## Data for this task

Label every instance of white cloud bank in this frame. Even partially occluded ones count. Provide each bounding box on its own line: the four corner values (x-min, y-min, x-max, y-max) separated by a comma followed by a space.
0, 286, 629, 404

...

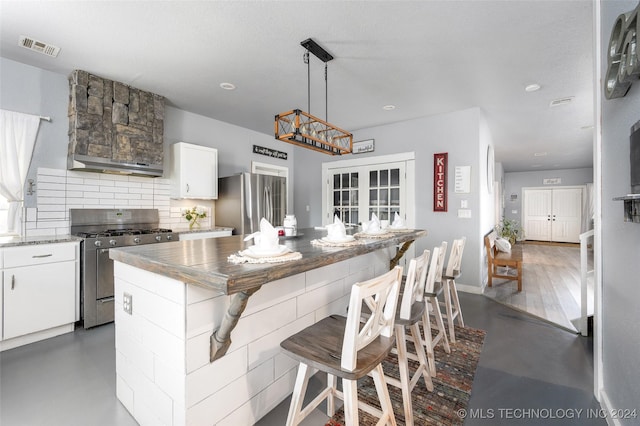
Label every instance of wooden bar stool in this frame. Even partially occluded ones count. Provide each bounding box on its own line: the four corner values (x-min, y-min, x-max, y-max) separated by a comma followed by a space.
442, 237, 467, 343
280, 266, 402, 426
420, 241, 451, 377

* * *

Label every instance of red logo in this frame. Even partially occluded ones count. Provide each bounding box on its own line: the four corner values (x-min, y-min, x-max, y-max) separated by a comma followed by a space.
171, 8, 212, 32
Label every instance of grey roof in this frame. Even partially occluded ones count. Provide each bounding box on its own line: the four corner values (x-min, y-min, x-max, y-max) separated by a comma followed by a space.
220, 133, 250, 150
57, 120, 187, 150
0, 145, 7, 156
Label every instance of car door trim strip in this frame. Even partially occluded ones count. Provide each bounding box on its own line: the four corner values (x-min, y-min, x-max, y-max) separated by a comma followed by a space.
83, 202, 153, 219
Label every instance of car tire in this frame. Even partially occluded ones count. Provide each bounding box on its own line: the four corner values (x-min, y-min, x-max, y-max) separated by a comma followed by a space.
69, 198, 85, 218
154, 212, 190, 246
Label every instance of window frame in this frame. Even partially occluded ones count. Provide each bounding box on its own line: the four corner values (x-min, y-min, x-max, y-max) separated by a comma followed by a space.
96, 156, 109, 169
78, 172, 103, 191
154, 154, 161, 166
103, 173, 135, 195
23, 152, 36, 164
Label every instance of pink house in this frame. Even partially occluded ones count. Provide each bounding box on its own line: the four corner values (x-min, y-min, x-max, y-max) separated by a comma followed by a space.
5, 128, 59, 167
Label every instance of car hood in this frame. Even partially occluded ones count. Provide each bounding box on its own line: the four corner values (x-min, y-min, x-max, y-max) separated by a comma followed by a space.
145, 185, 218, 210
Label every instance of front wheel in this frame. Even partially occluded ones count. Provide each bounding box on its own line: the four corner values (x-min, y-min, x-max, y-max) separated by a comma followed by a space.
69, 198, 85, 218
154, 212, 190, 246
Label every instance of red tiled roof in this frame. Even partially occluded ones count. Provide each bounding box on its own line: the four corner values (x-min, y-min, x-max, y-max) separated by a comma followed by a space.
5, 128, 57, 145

## Challenge
Reproduce the material starting with the line containing "Label every instance of window" and continuing through the line containing "23, 152, 36, 164", substituting "window casing" for "window frame" and leaving everything else unchanged.

## The completed task
Label every instance of window casing in this frame. Even partially occluded ones count. Provide each bounding box on its own line: the four corner values (x-min, y-min, x-max, y-max) separated by a comma followed by a space.
96, 156, 109, 169
78, 172, 103, 191
154, 154, 161, 166
103, 173, 135, 195
23, 152, 36, 164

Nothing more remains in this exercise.